> Data for this task
----------------------------------------

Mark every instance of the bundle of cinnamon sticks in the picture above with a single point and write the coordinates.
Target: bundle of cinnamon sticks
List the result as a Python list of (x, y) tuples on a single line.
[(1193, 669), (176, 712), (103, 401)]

----------------------------------------

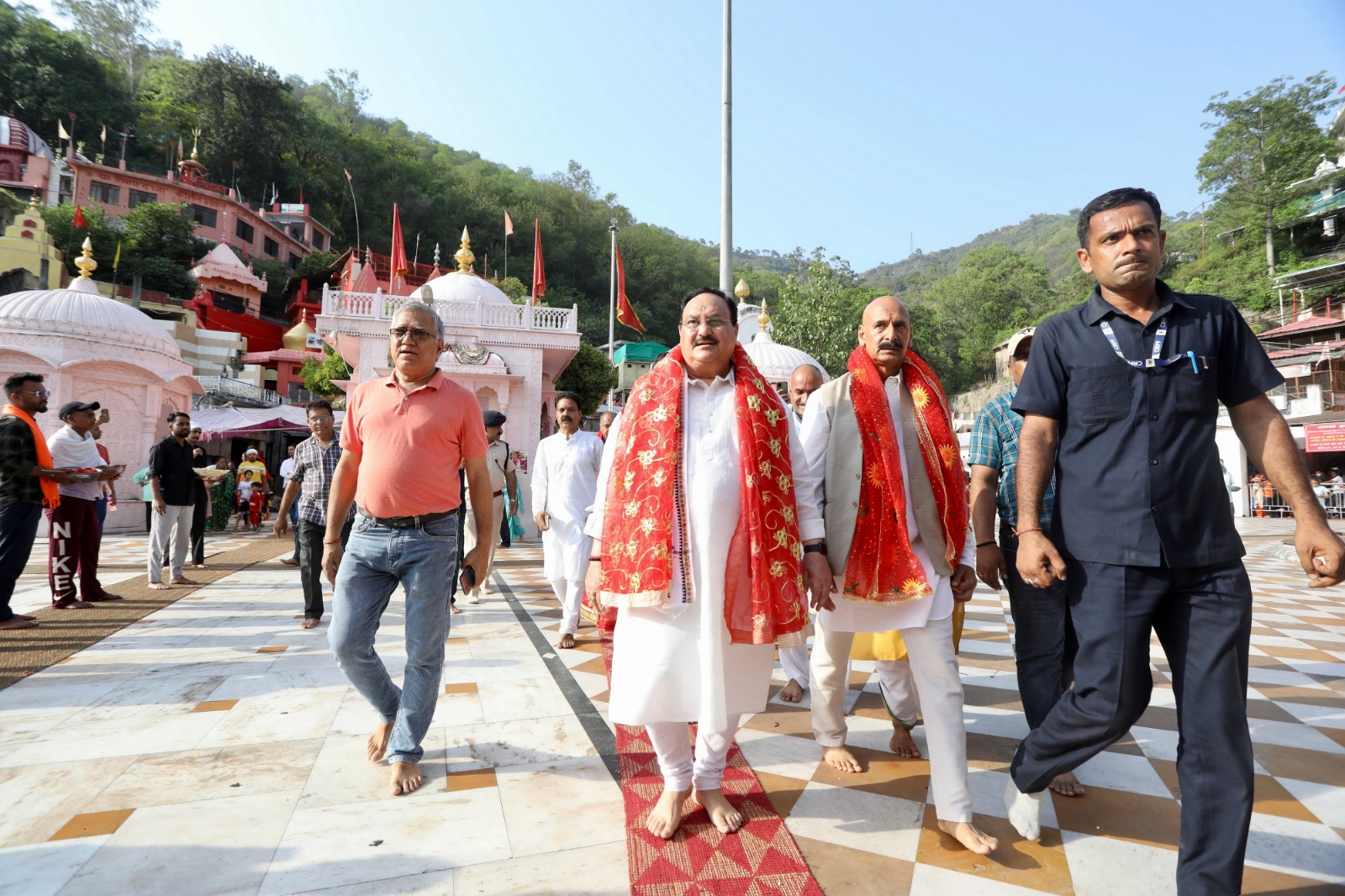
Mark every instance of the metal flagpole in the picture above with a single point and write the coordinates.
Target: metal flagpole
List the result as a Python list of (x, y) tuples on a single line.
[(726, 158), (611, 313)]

----------------------------------------

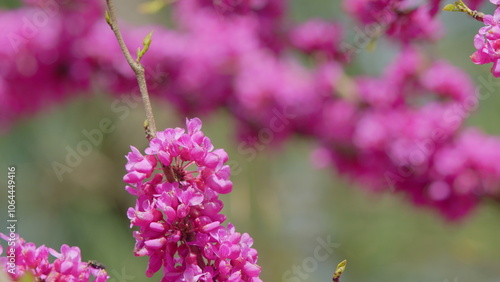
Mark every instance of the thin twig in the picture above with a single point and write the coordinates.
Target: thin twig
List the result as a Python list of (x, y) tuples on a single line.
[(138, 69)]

----------------------------------------

> The task
Please write out the lines from the line with "Mark every instance of the bundle" to the line with "[(1193, 669), (176, 712), (103, 401)]" again, swapping "cinnamon sticks" for "licorice sticks" and leaving everything else unchanged.

> Task output
Mark every instance of the bundle of licorice sticks in the picture above with a single point and write the coordinates.
Target: bundle of licorice sticks
List the result as a Python list of (x, y) tuples on a single line.
[(1193, 669), (176, 712), (103, 401)]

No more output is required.